Leave out the pictures and copy the remaining records exactly.

_ _ _

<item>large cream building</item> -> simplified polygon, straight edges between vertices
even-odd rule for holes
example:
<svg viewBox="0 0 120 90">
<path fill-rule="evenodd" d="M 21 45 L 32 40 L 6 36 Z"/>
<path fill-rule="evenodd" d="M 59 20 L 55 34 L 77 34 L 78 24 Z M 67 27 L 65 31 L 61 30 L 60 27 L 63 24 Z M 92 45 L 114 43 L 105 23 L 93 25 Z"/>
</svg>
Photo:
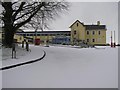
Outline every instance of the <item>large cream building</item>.
<svg viewBox="0 0 120 90">
<path fill-rule="evenodd" d="M 90 45 L 106 44 L 106 25 L 97 21 L 96 25 L 84 25 L 76 20 L 71 26 L 71 44 L 87 43 Z"/>
</svg>

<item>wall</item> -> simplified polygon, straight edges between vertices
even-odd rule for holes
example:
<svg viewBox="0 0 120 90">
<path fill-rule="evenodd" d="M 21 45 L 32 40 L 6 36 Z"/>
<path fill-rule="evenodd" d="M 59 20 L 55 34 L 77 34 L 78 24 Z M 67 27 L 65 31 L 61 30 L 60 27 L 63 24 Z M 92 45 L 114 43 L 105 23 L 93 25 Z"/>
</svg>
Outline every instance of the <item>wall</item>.
<svg viewBox="0 0 120 90">
<path fill-rule="evenodd" d="M 89 31 L 89 35 L 87 35 Z M 95 34 L 93 35 L 93 31 Z M 98 34 L 100 31 L 100 35 Z M 106 44 L 106 30 L 86 30 L 86 41 L 89 39 L 89 44 Z M 95 42 L 92 42 L 92 39 L 95 39 Z"/>
<path fill-rule="evenodd" d="M 78 26 L 77 26 L 78 23 Z M 76 31 L 76 34 L 74 33 Z M 73 39 L 85 40 L 85 27 L 78 21 L 71 27 L 71 43 L 73 44 Z"/>
</svg>

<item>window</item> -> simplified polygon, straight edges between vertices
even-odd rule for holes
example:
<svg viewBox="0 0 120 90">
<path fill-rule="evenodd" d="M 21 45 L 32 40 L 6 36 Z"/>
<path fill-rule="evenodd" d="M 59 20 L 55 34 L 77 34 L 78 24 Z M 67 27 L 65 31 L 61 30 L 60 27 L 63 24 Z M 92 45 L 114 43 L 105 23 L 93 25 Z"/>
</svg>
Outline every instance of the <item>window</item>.
<svg viewBox="0 0 120 90">
<path fill-rule="evenodd" d="M 48 34 L 44 34 L 45 36 L 47 36 Z"/>
<path fill-rule="evenodd" d="M 41 34 L 37 34 L 37 36 L 41 36 Z"/>
<path fill-rule="evenodd" d="M 33 33 L 33 36 L 35 36 L 35 34 Z"/>
<path fill-rule="evenodd" d="M 30 36 L 33 36 L 33 34 L 30 34 Z"/>
<path fill-rule="evenodd" d="M 50 36 L 52 36 L 52 34 L 49 34 Z"/>
<path fill-rule="evenodd" d="M 65 36 L 68 36 L 68 34 L 66 33 Z"/>
<path fill-rule="evenodd" d="M 89 42 L 89 39 L 87 39 L 87 42 Z"/>
<path fill-rule="evenodd" d="M 78 27 L 78 23 L 77 23 L 77 27 Z"/>
<path fill-rule="evenodd" d="M 95 42 L 95 39 L 92 39 L 93 42 Z"/>
<path fill-rule="evenodd" d="M 26 37 L 26 36 L 27 36 L 27 34 L 25 34 L 25 33 L 24 33 L 24 34 L 23 34 L 23 36 L 24 36 L 24 37 Z"/>
<path fill-rule="evenodd" d="M 87 35 L 89 35 L 89 31 L 87 31 Z"/>
<path fill-rule="evenodd" d="M 76 31 L 74 31 L 74 34 L 76 34 Z"/>
<path fill-rule="evenodd" d="M 100 31 L 98 31 L 98 34 L 100 35 Z"/>
<path fill-rule="evenodd" d="M 93 33 L 93 35 L 94 35 L 94 34 L 95 34 L 95 31 L 93 31 L 92 33 Z"/>
<path fill-rule="evenodd" d="M 26 34 L 26 36 L 29 36 L 29 34 Z"/>
<path fill-rule="evenodd" d="M 71 34 L 68 34 L 68 36 L 70 36 Z"/>
<path fill-rule="evenodd" d="M 60 33 L 57 33 L 57 36 L 59 36 L 60 35 Z"/>
</svg>

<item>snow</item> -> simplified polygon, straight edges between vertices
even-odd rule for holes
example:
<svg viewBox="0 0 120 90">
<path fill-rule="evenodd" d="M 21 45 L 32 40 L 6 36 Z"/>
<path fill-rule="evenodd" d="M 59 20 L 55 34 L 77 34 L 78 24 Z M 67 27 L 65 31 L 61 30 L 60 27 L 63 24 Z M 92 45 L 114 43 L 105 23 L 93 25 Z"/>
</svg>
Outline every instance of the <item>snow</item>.
<svg viewBox="0 0 120 90">
<path fill-rule="evenodd" d="M 3 88 L 118 87 L 118 48 L 31 46 L 31 49 L 29 56 L 24 58 L 35 58 L 42 50 L 46 51 L 45 58 L 4 70 Z M 10 63 L 8 60 L 6 62 Z"/>
<path fill-rule="evenodd" d="M 20 45 L 16 46 L 16 56 L 17 58 L 20 58 L 21 56 L 24 56 L 27 54 L 27 51 L 22 48 Z M 12 49 L 11 48 L 5 48 L 2 47 L 2 60 L 12 60 Z"/>
<path fill-rule="evenodd" d="M 36 48 L 37 46 L 30 45 L 30 51 L 26 51 L 24 48 L 22 48 L 20 46 L 21 45 L 16 47 L 16 58 L 17 59 L 11 58 L 12 50 L 10 48 L 3 48 L 3 50 L 2 50 L 3 51 L 2 52 L 3 53 L 2 67 L 18 64 L 21 62 L 35 60 L 35 59 L 42 57 L 44 54 L 42 49 L 39 49 L 39 51 L 37 51 L 38 50 L 38 48 Z M 39 52 L 39 53 L 36 53 L 36 52 Z"/>
</svg>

_ _ _

### Answer box
<item>large cream building</item> -> simplified polygon, straight edges between vertices
even-odd rule for holes
example:
<svg viewBox="0 0 120 90">
<path fill-rule="evenodd" d="M 21 45 L 32 40 L 6 36 Z"/>
<path fill-rule="evenodd" d="M 59 20 L 55 34 L 77 34 L 78 24 Z M 67 27 L 65 31 L 61 30 L 60 27 L 63 24 Z M 92 45 L 114 43 L 105 23 L 93 25 Z"/>
</svg>
Photo:
Outline every instance of the <item>large cream building</item>.
<svg viewBox="0 0 120 90">
<path fill-rule="evenodd" d="M 90 45 L 106 44 L 106 25 L 97 21 L 96 25 L 84 25 L 76 20 L 71 26 L 71 44 L 87 43 Z"/>
</svg>

<item>wall</item> -> simplified polygon, straight edges between vertices
even-odd rule for holes
example:
<svg viewBox="0 0 120 90">
<path fill-rule="evenodd" d="M 21 45 L 32 40 L 6 36 Z"/>
<path fill-rule="evenodd" d="M 59 20 L 55 34 L 77 34 L 78 24 Z M 67 27 L 65 31 L 61 30 L 60 27 L 63 24 Z M 92 45 L 114 43 L 105 23 L 93 25 Z"/>
</svg>
Outline every instance of the <item>wall</item>.
<svg viewBox="0 0 120 90">
<path fill-rule="evenodd" d="M 89 31 L 89 35 L 87 35 Z M 95 34 L 93 35 L 93 31 Z M 98 34 L 100 31 L 100 35 Z M 106 44 L 106 30 L 86 30 L 86 41 L 89 39 L 89 44 Z M 95 42 L 92 42 L 92 39 L 95 39 Z"/>
<path fill-rule="evenodd" d="M 78 26 L 77 26 L 78 23 Z M 76 31 L 76 34 L 74 33 Z M 73 39 L 85 40 L 85 27 L 78 21 L 71 27 L 71 43 L 73 44 Z"/>
</svg>

<item>window</item> -> simplified polygon, straight edges between vertices
even-odd rule for holes
example:
<svg viewBox="0 0 120 90">
<path fill-rule="evenodd" d="M 21 45 L 32 40 L 6 36 Z"/>
<path fill-rule="evenodd" d="M 59 20 L 55 34 L 77 34 L 78 24 Z M 67 27 L 65 31 L 61 30 L 60 27 L 63 24 Z M 92 45 L 114 43 L 105 23 L 93 25 Z"/>
</svg>
Outline every instance of the <item>window</item>.
<svg viewBox="0 0 120 90">
<path fill-rule="evenodd" d="M 48 34 L 44 34 L 45 36 L 47 36 Z"/>
<path fill-rule="evenodd" d="M 41 34 L 37 34 L 37 36 L 41 36 Z"/>
<path fill-rule="evenodd" d="M 33 33 L 33 36 L 35 36 L 35 34 Z"/>
<path fill-rule="evenodd" d="M 30 36 L 33 36 L 33 34 L 30 34 Z"/>
<path fill-rule="evenodd" d="M 50 36 L 52 36 L 52 34 L 49 34 Z"/>
<path fill-rule="evenodd" d="M 65 36 L 68 36 L 68 34 L 66 33 Z"/>
<path fill-rule="evenodd" d="M 89 42 L 89 39 L 87 39 L 87 42 Z"/>
<path fill-rule="evenodd" d="M 78 27 L 78 23 L 77 23 L 77 27 Z"/>
<path fill-rule="evenodd" d="M 95 42 L 95 39 L 92 39 L 93 42 Z"/>
<path fill-rule="evenodd" d="M 26 37 L 26 36 L 27 36 L 27 34 L 25 34 L 25 33 L 24 33 L 24 34 L 23 34 L 23 36 L 24 36 L 24 37 Z"/>
<path fill-rule="evenodd" d="M 87 35 L 89 35 L 89 31 L 87 31 Z"/>
<path fill-rule="evenodd" d="M 76 31 L 74 31 L 74 34 L 76 34 Z"/>
<path fill-rule="evenodd" d="M 100 31 L 98 31 L 98 34 L 100 35 Z"/>
<path fill-rule="evenodd" d="M 93 33 L 93 35 L 94 35 L 94 34 L 95 34 L 95 31 L 93 31 L 92 33 Z"/>
<path fill-rule="evenodd" d="M 26 34 L 26 36 L 29 36 L 29 34 Z"/>
<path fill-rule="evenodd" d="M 71 34 L 68 34 L 68 36 L 70 36 Z"/>
<path fill-rule="evenodd" d="M 60 33 L 57 33 L 57 36 L 59 36 L 60 35 Z"/>
</svg>

<item>snow</item> -> simplified polygon, straight edges between vertices
even-odd rule for holes
example:
<svg viewBox="0 0 120 90">
<path fill-rule="evenodd" d="M 21 45 L 32 40 L 6 36 Z"/>
<path fill-rule="evenodd" d="M 59 20 L 55 34 L 77 34 L 78 24 Z M 67 27 L 65 31 L 61 30 L 60 27 L 63 24 Z M 92 45 L 114 43 L 105 23 L 93 25 Z"/>
</svg>
Outline every instance of the <item>snow</item>.
<svg viewBox="0 0 120 90">
<path fill-rule="evenodd" d="M 3 88 L 118 87 L 118 48 L 31 46 L 31 49 L 29 56 L 24 58 L 35 58 L 42 50 L 46 51 L 45 58 L 4 70 Z M 10 63 L 8 60 L 6 62 Z"/>
<path fill-rule="evenodd" d="M 20 45 L 16 46 L 16 56 L 17 58 L 20 58 L 21 56 L 24 56 L 27 54 L 27 51 L 22 48 Z M 12 49 L 11 48 L 5 48 L 2 47 L 2 60 L 12 60 Z"/>
<path fill-rule="evenodd" d="M 36 48 L 37 46 L 30 45 L 30 51 L 26 51 L 24 48 L 22 48 L 20 46 L 21 45 L 16 47 L 16 58 L 17 59 L 11 58 L 12 50 L 10 48 L 3 48 L 3 50 L 2 50 L 3 51 L 2 52 L 3 53 L 2 67 L 18 64 L 21 62 L 35 60 L 35 59 L 42 57 L 44 54 L 42 49 L 39 49 L 39 51 L 37 51 L 38 50 L 38 48 Z M 39 52 L 39 53 L 36 53 L 36 52 Z"/>
</svg>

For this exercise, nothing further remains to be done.